= FUENTE =
■ ■ ■ ■ ■

A Valeska Grisebach le resulta esencial encontrar en el proceso una resistencia: encontrar lo que no puede inventar tiene mucho que ver con hacer la película. Mirar a la gente con una luz determinada en una situación concreta.
Me conmueve ese instante preciso y siempre lo estoy buscando. Me irrita si todo está planeado a la perfección. Comienzo siempre con un poco de caos.

Una combinación variable de caos y control, planificación y sorpresa; una tensión entre observación atenta y construcción medida, eso sí, tras una larga preparación, cifra el método de Grisebach. Por ejemplo, escribe un guión que define con precisión el subtexto (o subtextos) de las escenas, pero la descripción de lo que acontece es apenas una posibilidad, que se materializará o no durante el rodaje; un guión que no les da a leer a los no actores: habla con ellos de la escena y hablando la construyen y acaban dando forma. Una materia fílmica que también cristaliza gracias a la estrecha colaboración con el director de fotografía y operador Bernhard Keller, y con la montadora Bettina Böhler. 


La preparación de Western culminó con la decisión de filmar la fricción entre un grupo de trabajadores alemanes contratados para la construcción de una central hidroeléctrica, en una región montañosa de Bulgaria fronteriza con Grecia, y los vecinos de una aldea próxima.


Meinhard, el obrero protagonista (un tipo errante, callado y  melancólico, de la estirpe de los solitarios que encarnó Randolph Scott con Budd Boetticher), transita entre los dos grupos, en la porfía de encontrar un hogar en aquella frontera, en la procura de hacerse un sitio en la comunidad de los otros, como reinventándose...

■ ■ ■ ■ ■

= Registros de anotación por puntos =
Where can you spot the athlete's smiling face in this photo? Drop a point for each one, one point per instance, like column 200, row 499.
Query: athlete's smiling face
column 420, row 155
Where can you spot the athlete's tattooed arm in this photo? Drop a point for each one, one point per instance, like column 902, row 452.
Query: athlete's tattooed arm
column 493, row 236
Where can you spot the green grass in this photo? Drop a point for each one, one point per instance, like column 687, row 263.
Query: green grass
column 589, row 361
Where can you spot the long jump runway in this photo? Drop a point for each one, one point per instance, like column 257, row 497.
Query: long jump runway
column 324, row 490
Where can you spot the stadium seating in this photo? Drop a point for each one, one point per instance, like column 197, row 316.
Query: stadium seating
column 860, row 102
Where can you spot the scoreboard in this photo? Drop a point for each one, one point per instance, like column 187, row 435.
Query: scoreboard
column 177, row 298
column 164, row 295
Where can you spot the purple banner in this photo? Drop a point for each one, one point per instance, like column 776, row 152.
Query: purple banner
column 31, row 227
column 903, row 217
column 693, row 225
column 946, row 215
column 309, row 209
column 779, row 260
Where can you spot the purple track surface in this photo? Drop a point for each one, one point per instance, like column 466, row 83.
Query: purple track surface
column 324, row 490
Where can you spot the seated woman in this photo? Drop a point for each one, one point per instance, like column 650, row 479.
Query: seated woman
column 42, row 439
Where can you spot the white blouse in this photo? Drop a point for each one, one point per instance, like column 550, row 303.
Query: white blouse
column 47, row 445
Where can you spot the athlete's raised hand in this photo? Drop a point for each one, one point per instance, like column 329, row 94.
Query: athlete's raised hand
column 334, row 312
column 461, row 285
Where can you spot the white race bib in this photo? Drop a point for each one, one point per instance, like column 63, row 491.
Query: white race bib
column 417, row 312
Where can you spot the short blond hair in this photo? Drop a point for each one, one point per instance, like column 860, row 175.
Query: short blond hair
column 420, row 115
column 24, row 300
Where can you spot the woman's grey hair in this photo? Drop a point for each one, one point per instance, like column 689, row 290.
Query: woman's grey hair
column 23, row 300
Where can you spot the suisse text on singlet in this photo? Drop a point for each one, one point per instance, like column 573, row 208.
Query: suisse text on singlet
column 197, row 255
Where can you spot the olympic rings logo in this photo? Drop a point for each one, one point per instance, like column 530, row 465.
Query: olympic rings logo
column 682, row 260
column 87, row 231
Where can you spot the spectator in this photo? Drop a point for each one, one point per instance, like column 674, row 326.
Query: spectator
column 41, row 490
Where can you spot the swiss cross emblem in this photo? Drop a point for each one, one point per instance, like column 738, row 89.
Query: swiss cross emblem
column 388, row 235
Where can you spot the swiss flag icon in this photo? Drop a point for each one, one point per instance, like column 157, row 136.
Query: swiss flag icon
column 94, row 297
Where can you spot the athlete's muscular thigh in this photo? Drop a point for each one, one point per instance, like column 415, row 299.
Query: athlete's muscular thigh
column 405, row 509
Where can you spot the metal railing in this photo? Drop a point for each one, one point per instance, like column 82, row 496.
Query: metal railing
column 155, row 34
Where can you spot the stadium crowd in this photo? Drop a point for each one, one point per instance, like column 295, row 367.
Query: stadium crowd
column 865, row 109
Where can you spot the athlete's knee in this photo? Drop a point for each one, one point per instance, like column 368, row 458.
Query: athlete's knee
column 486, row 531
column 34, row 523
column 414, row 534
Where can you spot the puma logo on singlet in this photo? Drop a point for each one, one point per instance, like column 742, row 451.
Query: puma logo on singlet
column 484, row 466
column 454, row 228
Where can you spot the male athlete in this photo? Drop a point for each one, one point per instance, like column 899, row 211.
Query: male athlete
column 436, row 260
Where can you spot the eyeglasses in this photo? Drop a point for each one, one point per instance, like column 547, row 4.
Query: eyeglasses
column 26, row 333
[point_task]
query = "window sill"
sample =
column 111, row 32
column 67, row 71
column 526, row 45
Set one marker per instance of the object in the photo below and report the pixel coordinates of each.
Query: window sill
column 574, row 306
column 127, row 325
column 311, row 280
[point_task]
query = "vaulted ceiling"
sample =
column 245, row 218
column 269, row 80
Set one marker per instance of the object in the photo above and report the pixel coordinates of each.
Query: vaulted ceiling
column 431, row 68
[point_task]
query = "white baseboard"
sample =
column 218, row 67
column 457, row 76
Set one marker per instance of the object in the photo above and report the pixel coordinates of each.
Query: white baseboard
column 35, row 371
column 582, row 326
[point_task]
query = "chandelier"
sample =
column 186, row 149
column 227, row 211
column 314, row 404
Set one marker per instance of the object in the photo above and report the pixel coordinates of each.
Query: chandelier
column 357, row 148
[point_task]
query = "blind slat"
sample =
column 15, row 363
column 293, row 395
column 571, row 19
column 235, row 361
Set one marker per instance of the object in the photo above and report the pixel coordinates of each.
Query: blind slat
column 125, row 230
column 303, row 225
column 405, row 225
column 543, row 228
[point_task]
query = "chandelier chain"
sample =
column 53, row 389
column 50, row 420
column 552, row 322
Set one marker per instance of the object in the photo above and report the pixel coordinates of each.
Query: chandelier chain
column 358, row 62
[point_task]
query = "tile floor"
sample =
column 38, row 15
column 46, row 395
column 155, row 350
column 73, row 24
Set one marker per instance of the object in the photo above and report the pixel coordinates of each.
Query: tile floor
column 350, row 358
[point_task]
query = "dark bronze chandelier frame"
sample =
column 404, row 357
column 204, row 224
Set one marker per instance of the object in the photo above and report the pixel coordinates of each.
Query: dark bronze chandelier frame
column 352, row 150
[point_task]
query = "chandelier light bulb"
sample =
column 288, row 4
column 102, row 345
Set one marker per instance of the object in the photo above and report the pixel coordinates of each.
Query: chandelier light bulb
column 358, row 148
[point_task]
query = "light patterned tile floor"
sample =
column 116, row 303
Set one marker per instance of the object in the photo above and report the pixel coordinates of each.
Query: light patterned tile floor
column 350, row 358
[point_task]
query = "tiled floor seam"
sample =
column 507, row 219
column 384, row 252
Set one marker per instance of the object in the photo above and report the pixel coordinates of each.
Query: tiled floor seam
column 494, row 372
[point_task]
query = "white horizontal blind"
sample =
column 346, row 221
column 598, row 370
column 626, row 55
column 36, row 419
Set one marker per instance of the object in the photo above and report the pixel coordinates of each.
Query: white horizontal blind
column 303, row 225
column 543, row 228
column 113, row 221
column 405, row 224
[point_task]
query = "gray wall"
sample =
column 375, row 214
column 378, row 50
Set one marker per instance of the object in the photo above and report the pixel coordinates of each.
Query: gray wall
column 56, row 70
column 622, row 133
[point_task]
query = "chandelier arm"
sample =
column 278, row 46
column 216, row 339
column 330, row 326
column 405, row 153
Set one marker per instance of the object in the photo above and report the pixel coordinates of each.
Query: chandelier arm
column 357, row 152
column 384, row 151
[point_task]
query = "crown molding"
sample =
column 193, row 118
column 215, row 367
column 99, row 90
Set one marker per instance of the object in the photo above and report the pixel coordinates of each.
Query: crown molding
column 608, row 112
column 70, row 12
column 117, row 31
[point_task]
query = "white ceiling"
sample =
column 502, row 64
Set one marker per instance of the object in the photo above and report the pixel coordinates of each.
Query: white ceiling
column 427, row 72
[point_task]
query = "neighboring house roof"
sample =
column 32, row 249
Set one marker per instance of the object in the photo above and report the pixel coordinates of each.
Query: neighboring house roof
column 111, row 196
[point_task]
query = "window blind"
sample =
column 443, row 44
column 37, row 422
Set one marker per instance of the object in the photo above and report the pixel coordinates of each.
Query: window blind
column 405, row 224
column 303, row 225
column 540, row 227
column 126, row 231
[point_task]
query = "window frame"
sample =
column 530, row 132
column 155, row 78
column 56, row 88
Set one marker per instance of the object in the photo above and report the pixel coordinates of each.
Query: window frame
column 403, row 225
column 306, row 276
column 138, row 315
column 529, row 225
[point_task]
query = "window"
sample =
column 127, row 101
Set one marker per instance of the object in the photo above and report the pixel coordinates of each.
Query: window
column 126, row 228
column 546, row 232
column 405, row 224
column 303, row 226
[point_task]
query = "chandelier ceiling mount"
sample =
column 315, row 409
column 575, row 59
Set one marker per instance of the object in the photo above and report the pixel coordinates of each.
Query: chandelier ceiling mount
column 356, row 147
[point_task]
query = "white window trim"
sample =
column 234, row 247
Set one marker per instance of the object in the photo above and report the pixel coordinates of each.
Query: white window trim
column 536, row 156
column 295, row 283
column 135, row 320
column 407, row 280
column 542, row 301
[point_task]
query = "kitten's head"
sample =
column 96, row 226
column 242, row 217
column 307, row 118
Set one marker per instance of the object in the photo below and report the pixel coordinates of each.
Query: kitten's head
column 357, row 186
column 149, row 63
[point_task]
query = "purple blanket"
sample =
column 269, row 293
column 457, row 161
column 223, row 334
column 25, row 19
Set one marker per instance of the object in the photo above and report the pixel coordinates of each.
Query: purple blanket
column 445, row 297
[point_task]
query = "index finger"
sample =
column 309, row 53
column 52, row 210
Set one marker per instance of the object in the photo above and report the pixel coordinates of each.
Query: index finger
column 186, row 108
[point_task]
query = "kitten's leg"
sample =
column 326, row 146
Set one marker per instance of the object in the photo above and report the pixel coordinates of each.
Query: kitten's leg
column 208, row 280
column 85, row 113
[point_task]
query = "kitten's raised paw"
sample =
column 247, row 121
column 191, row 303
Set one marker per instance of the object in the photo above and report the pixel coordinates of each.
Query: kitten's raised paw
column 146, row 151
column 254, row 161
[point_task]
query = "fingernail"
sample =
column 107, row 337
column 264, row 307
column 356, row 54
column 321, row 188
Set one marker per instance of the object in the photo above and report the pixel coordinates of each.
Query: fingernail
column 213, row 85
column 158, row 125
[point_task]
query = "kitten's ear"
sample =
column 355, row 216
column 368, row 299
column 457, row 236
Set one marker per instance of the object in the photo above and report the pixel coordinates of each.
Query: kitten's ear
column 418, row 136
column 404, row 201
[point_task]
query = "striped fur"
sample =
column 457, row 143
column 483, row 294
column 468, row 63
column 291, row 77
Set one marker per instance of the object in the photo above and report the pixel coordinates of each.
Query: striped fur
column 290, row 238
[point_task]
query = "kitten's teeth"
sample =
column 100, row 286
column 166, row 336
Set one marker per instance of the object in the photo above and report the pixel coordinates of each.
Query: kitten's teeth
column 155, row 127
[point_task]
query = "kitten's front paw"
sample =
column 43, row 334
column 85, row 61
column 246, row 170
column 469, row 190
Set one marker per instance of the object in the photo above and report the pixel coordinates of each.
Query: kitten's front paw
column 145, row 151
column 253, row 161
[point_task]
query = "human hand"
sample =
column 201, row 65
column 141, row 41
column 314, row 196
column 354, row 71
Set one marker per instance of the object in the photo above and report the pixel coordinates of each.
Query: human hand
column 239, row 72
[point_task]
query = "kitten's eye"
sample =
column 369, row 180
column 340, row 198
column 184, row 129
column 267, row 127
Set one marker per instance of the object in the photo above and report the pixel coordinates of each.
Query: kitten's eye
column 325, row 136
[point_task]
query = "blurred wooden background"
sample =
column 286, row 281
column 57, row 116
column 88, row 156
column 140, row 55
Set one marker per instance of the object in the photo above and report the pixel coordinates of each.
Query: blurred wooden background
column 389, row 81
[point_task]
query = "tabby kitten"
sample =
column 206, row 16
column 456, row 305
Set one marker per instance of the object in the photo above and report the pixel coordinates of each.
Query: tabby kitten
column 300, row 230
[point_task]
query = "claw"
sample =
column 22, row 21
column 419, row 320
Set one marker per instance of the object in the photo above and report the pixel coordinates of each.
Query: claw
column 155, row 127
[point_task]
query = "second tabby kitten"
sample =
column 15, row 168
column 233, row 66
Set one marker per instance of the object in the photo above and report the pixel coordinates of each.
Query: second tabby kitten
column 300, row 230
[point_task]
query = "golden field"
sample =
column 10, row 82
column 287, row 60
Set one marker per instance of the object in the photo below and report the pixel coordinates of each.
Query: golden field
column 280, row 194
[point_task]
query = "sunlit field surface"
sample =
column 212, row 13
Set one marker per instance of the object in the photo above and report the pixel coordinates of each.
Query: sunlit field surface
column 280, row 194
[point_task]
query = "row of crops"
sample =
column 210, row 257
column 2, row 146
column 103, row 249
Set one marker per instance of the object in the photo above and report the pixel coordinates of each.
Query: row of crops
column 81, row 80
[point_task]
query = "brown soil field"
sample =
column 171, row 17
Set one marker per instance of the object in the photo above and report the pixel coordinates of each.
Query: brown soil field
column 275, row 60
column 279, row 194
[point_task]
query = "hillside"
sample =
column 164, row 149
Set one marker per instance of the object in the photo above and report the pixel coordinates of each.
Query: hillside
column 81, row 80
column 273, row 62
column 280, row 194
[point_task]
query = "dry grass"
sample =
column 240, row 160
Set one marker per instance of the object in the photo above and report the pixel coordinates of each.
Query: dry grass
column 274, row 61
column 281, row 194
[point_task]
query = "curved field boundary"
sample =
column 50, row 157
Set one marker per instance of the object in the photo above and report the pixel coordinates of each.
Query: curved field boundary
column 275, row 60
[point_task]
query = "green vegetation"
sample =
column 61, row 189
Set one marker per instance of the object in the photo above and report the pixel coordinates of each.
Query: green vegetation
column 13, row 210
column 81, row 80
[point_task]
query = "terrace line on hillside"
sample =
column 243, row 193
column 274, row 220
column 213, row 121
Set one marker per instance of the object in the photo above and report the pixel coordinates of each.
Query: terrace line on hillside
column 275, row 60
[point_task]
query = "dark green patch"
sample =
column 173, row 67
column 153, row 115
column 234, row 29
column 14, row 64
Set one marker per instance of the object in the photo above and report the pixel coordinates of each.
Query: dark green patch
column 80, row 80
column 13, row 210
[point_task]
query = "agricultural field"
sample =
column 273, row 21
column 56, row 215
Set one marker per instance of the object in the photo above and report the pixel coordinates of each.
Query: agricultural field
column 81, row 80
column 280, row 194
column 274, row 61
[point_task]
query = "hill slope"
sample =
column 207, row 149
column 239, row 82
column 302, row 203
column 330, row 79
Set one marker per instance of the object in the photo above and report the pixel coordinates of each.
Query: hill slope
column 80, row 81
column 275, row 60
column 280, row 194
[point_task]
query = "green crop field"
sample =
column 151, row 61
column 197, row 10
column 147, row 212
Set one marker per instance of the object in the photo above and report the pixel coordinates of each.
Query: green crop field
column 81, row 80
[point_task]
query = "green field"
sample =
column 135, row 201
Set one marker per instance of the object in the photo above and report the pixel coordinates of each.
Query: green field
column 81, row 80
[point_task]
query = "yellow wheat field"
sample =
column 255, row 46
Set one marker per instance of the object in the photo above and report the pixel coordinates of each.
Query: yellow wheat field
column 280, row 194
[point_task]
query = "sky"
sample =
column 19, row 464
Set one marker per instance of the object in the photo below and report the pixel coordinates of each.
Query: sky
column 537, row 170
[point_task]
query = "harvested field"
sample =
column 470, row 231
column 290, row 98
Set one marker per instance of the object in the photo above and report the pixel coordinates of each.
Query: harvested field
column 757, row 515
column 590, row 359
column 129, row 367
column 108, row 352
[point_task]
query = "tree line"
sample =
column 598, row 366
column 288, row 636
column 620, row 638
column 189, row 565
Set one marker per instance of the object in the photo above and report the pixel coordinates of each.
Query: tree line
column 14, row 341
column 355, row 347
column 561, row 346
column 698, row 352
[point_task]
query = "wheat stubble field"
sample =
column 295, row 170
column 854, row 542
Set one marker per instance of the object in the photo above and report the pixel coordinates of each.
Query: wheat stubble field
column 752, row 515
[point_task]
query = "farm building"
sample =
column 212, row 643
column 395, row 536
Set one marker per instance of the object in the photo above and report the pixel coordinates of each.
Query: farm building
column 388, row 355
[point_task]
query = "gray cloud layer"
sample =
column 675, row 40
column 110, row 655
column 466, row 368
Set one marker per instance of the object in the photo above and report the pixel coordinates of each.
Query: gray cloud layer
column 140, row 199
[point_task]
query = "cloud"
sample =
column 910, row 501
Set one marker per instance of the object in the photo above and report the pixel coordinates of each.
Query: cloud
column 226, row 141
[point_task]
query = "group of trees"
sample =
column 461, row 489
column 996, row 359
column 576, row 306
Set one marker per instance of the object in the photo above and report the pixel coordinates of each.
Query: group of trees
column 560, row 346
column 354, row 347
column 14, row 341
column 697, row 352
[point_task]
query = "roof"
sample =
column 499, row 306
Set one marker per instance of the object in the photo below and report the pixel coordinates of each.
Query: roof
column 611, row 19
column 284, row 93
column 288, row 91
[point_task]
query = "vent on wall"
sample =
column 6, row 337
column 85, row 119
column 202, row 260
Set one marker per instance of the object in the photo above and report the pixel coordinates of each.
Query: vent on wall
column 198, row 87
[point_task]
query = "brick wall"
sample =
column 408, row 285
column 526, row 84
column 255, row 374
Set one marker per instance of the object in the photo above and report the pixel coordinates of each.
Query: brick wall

■ ■ ■ ■ ■

= TAREAS REQUERIDAS =
A. Reescribe el pasaje del texto sobre Valeska Grisebach comenzando por "A Valeska Grisebach" y siguiendo hasta "una situación concreta.", y pon "oposición" en lugar de "resistencia".
B. Escribe la continuación del texto sobre Valeska Grisebach a partir del punto en que se detiene.
Los registros provienen de otra fuente distinta.

= RESULTADOS OBTENIDOS =
A.
A Valeska Grisebach le resulta esencial encontrar en el proceso una oposición: encontrar lo que no puede inventar tiene mucho que ver con hacer la película. Mirar a la gente con una luz determinada en una situación concreta.

B.
El camino de Meinhard, pespuntado de rituales cotidianos, deviene un aprendizaje para ser otro con los otros y revela la complejidad del hecho de pertenecer a un lugar. Ver a Meinhard sentado en el porche del bar de la aldea, como si llevara haciéndolo toda la vida después del trabajo, y evocar a Henry Fonda en My Darling Clementine es todo uno.


Grisebach va cargando la atmósfera de electricidad, sin aspavientos, con sutilezas, sembrando el curso de la película de conflictos de baja intensidad (el uso del agua, por ejemplo, un tema clásico del western) que pueden desencadenar el estallido en cualquier momento (como en sendas escenas en el río -una localización tan westerniana- que enmarcan el curso de la película), para crear un estado de permanente desasosiego, esquivando el apaciguador consuelo de una catarsis final.


Apuntar que Western es un western no es tan obvio como el título parece sugerir. El western funciona aquí como caja de resonancia de las formas destiladas en el filme. La directora alemana usa el título a modo de marca de agua de un relato latente, con voluntad genealógica, como signo de filiación.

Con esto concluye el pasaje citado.